> **EXERCISES**:
1/ Reproduce word for word the passage of the post on higher-order structure and mereology starting at "Why are they" and ending at "by any individual.".
2/ In the post on higher-order structure and mereology, what name is given to the three rings shown at the start?
3/ Resume the post on higher-order structure and mereology, picking up right after its final sentence.

> **TEXT TO READ**:
....................

Have a look at these three rings:




Why are they connected? If you only consider two of the rings and ignore the third, then any pair can be smoothly separated. The triplet is connected and cannot be taken apart, but any description purely in terms of pairwise relationships would miss the fact that the three rings are connected.


While the three rings above—known as the Borromean rings—are especially simple and symmetric, similar links can be created for any number of rings. Here are links of four and six rings, for example, that fall apart if a single ring is removed:


I find this kind of magical. There seems to be a kind of ‘top-down’ causation: the behaviour of individual rings is restricted by the group as a whole, not by any individual.

Making sense of higher-order structure

The rings above are a simple example of a more general phenomenon known as ‘higher-order structure’ or ‘emergence’. These two terms are often used in an imprecise way. Imprecise use of ‘emergence’ does not bother me so much, because it seems to refer to something that is not very precise anyway (similar to ‘complexity’). But I believe that ‘higher-order structure’ can be made much more precise—it certainly sounds pretty mathematical. In fact, I recently wrote a paper about an idea that makes this precise, and that seems to explain many uses of the word ‘higher-order’. In particular, it answers the questions: higher than what? and which order? The paper is called A Mereological Approach to Higher-Order Structure in Complex Systems: from Macro to Micro with Möbius and is publicly available here. In this blog post1, I hope to give a more accessible and less technical overview of the main ideas in the paper.



Mereology

Mereology2 is the study of ‘parts’—specifically the relationship between parts and wholes. My central thesis is that incorporating mereology into scientific and mathematical thinking is a good idea. While a lot has been written about mereology—mostly by philosophers and logicians—it is not widely used as a practical set of ideas in the sciences. I suspect the aforementioned philosophers and logicians would find my approach simplistic, naive, or superficial, but I have found it to be very practical.


If we want to describe parts and wholes, let’s start with the whole. It is the biggest possible part of itself. The whole can then be divided into smaller parts. One example of this is from the 1886 “Handbook of Practical Cookery” by Matilda Dods:


The parts can be further divided into smaller parts, and so on. It is natural to assume some rules that parts should obey:


  • If $a$ is a part of $b$, and $b$ is a part of $c$, then $a$ is also a part of $c$.
  • Every part is a part of itself (namely, the ‘trivial’ biggest possible part).
  • If $a$ is a part of $b$, then $b$ is not a part of $a$ (unless $a=b$).

....................

> **PROVIDED DATA**:
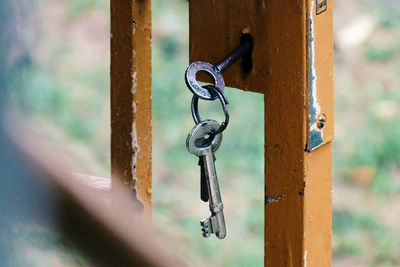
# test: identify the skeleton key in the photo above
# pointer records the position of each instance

....................

> **RESULTS FOR THE EXERCISE**:
1/
Why are they connected? If you only consider two of the rings and ignore the third, then any pair can be smoothly separated. The triplet is connected and cannot be taken apart, but any description purely in terms of pairwise relationships would miss the fact that the three rings are connected.


While the three rings above—known as the Borromean rings—are especially simple and symmetric, similar links can be created for any number of rings. Here are links of four and six rings, for example, that fall apart if a single ring is removed:


I find this kind of magical. There seems to be a kind of ‘top-down’ causation: the behaviour of individual rings is restricted by the group as a whole, not by any individual.

2/ They are known as the Borromean rings.

3/
These rules are well-known to mathematicians, who call them transitivity, reflexivity, and antisymmetry. Together, they define what is called a partial order. It gives a way to order a collection of things—in this case, wholes, parts, and parts of parts (and parts of parts of parts, etc.). When a part $a$ is smaller than (or equal to) part $b$, we write $a \leq b$. We say partial order, because not all parts can be put in order! A possible mereology on a bicycle is, for example, the following, where an arrow is drawn from a part $a$ to $b$ if $b$ is a part of $a$:



Clearly, all the components drawn in black are ‘parts’ of the full bicycle, and the ordering reflects that the tires and the spokes are both parts of the wheels. However, the tires are not part of the frame, and vice-versa, so there is no arrow between the two—they are ‘incomparable’.


Now let’s put on a more scientific hat. If we want to describe the mereology of a system, it makes sense to say that there is a unique part that is the biggest, namely the whole system. This is the top of the partial order of parts (for example, the fully assembled bicycle above). In addition, let’s assume that the system is only made up of a finite number of parts (a billion parts is fine, but infinitely many is not). If we call the system $S$, then I propose we call any (finite) partial order that has $S$ at the top a mereology3 on $S$. If we write the set of parts of $S$ as $\mathcal{D}(S)$ and the ordering as $\leq$, then the mereology can be summarised as the pair $(\mathcal{D}(S), \leq)$.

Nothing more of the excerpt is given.